## BEGIN EXERCISE INPUTS

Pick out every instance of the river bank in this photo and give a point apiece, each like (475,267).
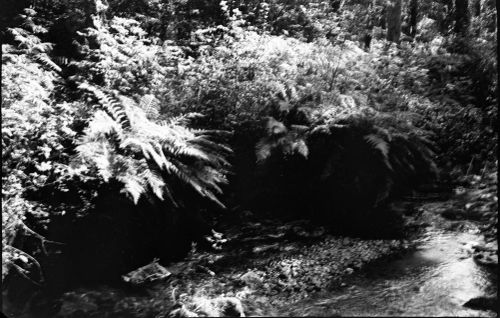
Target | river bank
(276,269)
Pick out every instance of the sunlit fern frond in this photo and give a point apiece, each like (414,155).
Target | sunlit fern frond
(146,156)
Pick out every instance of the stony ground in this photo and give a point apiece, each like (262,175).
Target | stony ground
(266,265)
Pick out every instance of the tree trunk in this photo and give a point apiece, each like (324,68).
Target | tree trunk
(461,16)
(393,20)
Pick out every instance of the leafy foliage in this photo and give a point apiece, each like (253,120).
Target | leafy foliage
(144,156)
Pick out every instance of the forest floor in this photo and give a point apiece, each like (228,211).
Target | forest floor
(272,268)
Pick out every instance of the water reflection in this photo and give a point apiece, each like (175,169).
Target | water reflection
(435,280)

## END EXERCISE INPUTS

→ DIRECTIONS
Repeat all of the items above word for word, omitting the images.

→ REPLY TO THE EXERCISE
Pick out every instance of the river bank in this photo and give a point apiece, each like (475,267).
Target | river bank
(276,269)
Pick out every instance of the sunlit fern frond in this photo and give a point apiece, each like (414,155).
Target | sunlit fern frond
(146,156)
Pick out every instance of the stony ground in this photo and give a point apiece, each like (262,175).
Target | stony ground
(266,265)
Pick out every instance of the tree trunk in this photo and give a point apiece, each like (324,68).
Target | tree trunk
(461,16)
(393,20)
Pick out every instance of the leafy foliage in this photo and give a point apiece, each like (253,120).
Target | leafy foliage
(144,156)
Pick out every instance of the forest floor in this photo and give a point apiece, each like (228,211).
Target | forest floor
(272,268)
Pick out every instance of the water reflection in this photo and give a point apiece, each like (175,169).
Target | water reflection
(435,280)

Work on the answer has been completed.